By Isabel MacDonald, TheStar.com
Academics, authors and activists from around the world are proposing a bold solution to the shortfall
Nearly seven months after a devastating earthquake killed upwards of 250,000 people in Haiti, UN special envoy to Haiti Bill Clinton told Associated Press on Aug. 6 that international donors have yet to make good on their promises of billions of dollars to help the country rebuild.
Haiti’s rebuilding could cost $14 billion, according to a recent Inter-American Development Bank study. Yet only “five countries — Brazil, Norway, Australia, Colombia and Estonia — have so far provided $506 million, less than 10 per cent of the $5.3 billion pledged for Haiti at a March donors’ conference,” according to an Aug. 6 AP article.
Today, dozens of leading academics, authors and activists from around the world proposed a bold solution to this desperate financial shortfall.
Why not reimburse Haiti for the illegitimate “independence debt” it paid France?
In an open letter to French president Nicolas Sarkozy published today in the French national daily newspaper Liberation, 90 leading academics, authors, journalists and human rights activists from around the world urged the French government to pay Haiti back for the 90 million gold francs Haitians were forced to pay as a price for their independence.
There are “powerful arguments in favour of the restitution of the French debt,” as Harvard medical professor Paul Farmer (who was recently appointed deputy UN special envoy to Haiti) pointed out in his testimony at the 2003 hearings in France on the independence debt.

§ Brief 1
Can you restate the paragraph of the Haiti article that begins "Haiti's rebuilding could cost" more briefly, keeping its main facts?
§ Brief 2
Reproduce a passage from the Haiti article word for word. Begin at the words "Why not reimburse" and stop after "for their independence.".

§ Provided material

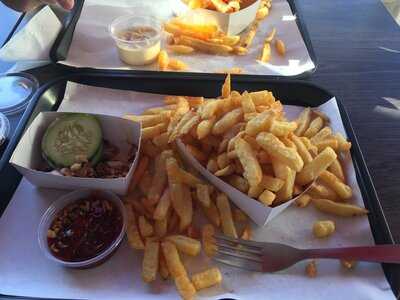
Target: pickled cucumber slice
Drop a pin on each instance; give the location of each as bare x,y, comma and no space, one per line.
71,138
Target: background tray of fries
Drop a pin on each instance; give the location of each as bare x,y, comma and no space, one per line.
120,277
85,43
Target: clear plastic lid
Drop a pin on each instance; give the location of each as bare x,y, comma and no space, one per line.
4,128
15,93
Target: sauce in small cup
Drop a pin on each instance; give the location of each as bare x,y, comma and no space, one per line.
83,228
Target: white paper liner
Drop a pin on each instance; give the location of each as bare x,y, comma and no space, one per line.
25,271
92,45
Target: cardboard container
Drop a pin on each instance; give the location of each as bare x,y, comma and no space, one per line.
27,157
231,24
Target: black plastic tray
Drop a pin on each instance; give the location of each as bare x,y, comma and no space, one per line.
50,95
60,49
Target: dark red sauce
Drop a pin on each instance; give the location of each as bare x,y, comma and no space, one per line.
84,229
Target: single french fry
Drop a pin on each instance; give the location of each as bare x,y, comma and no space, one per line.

§ Task output 1
An Inter-American Development Bank study puts Haiti's rebuilding cost at $14 billion. An Aug. 6 AP article reported that only Brazil, Norway, Australia, Colombia and Estonia had delivered funds so far. Their $506 million is under 10 percent of the $5.3 billion pledged at a March donors' conference.

§ Task output 2
Why not reimburse Haiti for the illegitimate “independence debt” it paid France?
In an open letter to French president Nicolas Sarkozy published today in the French national daily newspaper Liberation, 90 leading academics, authors, journalists and human rights activists from around the world urged the French government to pay Haiti back for the 90 million gold francs Haitians were forced to pay as a price for their independence.